■ Task to complete
Identify the line in which "point: window trim, one" appears, then reproduce that line and all remaining lines of the records word for word.

+++ Exercise materials

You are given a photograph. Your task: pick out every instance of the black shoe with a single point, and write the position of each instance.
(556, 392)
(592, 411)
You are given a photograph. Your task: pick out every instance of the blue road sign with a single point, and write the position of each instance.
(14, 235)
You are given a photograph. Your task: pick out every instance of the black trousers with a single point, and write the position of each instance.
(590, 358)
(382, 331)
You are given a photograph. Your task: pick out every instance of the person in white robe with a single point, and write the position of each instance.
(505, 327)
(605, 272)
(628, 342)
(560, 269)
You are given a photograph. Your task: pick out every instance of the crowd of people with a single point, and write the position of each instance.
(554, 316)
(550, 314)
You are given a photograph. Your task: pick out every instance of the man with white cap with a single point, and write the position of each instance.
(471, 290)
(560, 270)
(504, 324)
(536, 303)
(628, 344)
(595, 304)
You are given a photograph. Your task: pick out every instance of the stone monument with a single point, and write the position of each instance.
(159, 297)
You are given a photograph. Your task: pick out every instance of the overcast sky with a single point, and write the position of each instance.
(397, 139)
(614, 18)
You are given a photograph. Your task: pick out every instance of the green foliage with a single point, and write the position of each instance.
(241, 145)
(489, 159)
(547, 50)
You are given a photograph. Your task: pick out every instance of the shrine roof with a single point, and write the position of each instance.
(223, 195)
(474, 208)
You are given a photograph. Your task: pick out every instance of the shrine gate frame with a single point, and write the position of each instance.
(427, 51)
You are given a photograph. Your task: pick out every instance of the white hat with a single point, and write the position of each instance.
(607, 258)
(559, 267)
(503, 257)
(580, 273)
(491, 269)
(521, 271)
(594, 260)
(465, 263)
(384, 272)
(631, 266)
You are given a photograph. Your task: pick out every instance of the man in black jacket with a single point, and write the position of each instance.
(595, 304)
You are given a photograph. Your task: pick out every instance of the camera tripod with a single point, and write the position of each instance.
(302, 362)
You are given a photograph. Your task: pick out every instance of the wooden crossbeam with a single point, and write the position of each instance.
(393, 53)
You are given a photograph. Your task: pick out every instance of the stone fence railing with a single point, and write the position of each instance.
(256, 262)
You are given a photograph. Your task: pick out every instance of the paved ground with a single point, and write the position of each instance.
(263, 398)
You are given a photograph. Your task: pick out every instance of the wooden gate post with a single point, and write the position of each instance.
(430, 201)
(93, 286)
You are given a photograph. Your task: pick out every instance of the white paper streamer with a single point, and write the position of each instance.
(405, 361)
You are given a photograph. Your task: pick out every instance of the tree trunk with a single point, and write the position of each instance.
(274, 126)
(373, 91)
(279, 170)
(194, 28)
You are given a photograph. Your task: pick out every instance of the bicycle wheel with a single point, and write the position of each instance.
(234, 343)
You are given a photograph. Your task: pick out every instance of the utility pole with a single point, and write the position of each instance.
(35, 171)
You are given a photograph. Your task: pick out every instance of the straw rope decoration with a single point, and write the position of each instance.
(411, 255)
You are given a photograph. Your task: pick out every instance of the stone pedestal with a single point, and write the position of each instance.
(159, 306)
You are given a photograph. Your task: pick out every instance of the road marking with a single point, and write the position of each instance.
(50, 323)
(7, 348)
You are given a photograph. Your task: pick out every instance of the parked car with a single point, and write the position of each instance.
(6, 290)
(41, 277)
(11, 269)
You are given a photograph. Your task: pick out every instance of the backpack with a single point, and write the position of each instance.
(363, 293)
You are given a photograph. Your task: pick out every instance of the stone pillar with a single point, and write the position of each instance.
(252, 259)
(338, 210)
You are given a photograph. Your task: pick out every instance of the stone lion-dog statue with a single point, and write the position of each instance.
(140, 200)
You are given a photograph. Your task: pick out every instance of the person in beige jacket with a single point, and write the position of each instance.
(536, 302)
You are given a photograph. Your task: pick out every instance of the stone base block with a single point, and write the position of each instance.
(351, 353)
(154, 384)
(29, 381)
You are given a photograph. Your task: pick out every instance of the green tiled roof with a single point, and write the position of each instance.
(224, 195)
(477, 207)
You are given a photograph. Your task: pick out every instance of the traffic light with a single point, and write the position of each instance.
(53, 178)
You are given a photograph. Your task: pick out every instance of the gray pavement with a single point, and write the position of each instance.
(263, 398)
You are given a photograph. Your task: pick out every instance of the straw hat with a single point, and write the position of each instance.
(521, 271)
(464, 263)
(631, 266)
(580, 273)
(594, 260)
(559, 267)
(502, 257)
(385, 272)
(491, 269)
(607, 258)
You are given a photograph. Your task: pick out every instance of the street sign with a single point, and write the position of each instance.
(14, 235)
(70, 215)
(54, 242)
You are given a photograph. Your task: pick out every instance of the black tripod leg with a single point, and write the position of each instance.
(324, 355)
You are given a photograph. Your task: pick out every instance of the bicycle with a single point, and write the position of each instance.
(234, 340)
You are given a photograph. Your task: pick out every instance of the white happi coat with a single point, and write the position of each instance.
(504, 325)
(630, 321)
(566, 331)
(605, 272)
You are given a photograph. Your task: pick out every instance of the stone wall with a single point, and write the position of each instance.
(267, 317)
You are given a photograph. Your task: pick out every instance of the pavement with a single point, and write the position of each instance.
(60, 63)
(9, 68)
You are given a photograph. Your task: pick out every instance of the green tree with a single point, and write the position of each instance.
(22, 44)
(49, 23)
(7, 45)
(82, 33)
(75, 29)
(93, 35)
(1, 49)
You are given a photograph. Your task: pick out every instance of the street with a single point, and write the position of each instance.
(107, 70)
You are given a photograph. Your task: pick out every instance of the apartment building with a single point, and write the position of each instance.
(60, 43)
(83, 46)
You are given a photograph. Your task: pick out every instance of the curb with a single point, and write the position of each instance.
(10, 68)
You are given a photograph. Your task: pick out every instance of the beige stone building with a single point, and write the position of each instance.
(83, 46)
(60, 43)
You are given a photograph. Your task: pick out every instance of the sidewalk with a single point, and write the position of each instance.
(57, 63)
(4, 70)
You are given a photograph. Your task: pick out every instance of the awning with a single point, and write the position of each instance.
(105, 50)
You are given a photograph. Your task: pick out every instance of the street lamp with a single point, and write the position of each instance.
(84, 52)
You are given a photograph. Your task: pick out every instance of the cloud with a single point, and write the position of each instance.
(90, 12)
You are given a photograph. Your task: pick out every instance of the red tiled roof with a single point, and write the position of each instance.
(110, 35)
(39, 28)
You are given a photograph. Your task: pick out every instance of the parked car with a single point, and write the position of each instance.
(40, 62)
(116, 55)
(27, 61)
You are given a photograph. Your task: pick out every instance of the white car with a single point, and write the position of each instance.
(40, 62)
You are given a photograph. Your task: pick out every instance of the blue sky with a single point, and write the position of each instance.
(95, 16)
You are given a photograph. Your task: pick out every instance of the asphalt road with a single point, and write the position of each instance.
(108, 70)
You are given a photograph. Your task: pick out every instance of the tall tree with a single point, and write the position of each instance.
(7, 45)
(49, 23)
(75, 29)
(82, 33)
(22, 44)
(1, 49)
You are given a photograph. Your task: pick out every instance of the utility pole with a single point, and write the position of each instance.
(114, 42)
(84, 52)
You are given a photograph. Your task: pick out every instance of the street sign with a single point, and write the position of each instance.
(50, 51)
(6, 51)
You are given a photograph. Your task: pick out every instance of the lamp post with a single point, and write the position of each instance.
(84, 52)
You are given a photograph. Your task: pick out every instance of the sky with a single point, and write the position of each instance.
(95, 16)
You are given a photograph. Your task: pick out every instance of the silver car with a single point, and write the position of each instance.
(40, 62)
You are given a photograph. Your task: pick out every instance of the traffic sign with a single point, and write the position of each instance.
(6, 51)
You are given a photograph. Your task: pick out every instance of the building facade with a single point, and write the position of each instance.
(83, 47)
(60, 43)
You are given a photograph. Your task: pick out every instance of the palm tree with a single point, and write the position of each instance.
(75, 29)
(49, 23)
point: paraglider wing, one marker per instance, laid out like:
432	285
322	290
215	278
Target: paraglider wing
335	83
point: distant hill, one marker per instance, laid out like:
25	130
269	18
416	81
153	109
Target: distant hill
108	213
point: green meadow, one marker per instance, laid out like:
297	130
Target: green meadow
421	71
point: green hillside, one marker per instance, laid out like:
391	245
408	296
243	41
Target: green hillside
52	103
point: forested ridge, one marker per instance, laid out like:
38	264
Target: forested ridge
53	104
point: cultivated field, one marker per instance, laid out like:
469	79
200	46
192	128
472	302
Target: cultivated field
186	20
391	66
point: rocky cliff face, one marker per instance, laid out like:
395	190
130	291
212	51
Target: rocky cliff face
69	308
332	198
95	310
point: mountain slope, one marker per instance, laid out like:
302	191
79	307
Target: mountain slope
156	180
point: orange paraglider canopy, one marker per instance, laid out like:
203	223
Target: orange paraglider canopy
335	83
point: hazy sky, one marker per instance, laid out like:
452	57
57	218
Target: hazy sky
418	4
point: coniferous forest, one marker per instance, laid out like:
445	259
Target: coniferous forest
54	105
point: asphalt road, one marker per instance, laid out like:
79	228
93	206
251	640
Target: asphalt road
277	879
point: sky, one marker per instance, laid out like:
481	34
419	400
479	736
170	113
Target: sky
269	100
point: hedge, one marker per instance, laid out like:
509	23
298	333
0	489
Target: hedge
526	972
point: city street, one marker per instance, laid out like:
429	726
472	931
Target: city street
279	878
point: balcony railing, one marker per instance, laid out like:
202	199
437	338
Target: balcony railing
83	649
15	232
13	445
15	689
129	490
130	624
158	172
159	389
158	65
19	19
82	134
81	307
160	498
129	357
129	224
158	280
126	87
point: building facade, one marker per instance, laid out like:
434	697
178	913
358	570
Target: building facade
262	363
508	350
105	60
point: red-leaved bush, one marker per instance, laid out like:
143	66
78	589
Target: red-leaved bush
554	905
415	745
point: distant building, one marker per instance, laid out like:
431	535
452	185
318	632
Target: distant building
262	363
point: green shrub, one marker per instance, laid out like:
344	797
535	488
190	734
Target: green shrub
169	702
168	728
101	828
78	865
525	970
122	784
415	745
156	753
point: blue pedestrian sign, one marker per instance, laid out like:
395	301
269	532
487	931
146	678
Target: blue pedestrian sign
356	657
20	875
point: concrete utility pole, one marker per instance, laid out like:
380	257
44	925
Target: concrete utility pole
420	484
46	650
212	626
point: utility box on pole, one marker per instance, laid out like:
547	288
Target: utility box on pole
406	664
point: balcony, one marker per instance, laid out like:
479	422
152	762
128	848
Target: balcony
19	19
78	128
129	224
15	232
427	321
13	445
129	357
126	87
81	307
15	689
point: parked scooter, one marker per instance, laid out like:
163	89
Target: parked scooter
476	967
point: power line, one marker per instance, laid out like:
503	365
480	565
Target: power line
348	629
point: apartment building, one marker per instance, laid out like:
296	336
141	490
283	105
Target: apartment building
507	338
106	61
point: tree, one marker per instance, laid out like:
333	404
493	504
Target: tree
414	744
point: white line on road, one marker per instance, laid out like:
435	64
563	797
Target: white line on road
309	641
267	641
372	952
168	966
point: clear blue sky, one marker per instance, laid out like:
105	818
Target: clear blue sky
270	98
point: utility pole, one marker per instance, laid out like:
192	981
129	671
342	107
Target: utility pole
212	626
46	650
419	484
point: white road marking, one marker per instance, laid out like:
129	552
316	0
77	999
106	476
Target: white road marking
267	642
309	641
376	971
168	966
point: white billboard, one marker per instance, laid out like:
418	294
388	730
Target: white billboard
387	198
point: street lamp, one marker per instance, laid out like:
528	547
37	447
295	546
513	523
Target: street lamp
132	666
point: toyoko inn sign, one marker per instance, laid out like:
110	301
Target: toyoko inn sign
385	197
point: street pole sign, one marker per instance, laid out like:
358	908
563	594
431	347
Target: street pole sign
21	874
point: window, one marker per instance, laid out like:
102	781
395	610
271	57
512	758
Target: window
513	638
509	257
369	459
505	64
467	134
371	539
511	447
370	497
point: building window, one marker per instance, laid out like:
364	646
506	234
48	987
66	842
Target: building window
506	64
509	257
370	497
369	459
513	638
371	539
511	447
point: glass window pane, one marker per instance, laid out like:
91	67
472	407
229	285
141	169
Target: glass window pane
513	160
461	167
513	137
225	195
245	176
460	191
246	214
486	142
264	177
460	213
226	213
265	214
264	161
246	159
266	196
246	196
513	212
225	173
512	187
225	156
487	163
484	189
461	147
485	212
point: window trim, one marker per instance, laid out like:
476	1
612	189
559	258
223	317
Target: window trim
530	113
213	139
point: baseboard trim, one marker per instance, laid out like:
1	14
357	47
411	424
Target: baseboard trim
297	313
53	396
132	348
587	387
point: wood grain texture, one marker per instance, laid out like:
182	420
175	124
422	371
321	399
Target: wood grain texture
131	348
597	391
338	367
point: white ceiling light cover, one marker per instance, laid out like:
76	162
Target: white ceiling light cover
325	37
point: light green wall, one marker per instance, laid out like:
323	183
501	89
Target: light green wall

++++++

■ Response for this exercise
point: window trim, one marker per instance, laid out like:
476	1
612	189
559	258
223	317
Target: window trim
530	113
213	139
point: baseboard trim, one marker per instance, laid out like:
1	14
357	47
411	424
Target: baseboard trim
297	313
53	396
132	348
587	387
point: wood grain texture, one marker per instance, laid out like:
182	420
175	124
422	371
321	399
Target: wood grain texture
131	348
597	391
338	367
point: white ceiling light cover, one marker per instance, laid out like:
76	162
Target: white ceiling light cover
325	37
point: light green wall, one marker per instance, laid out like:
323	183
501	89
Target: light green wall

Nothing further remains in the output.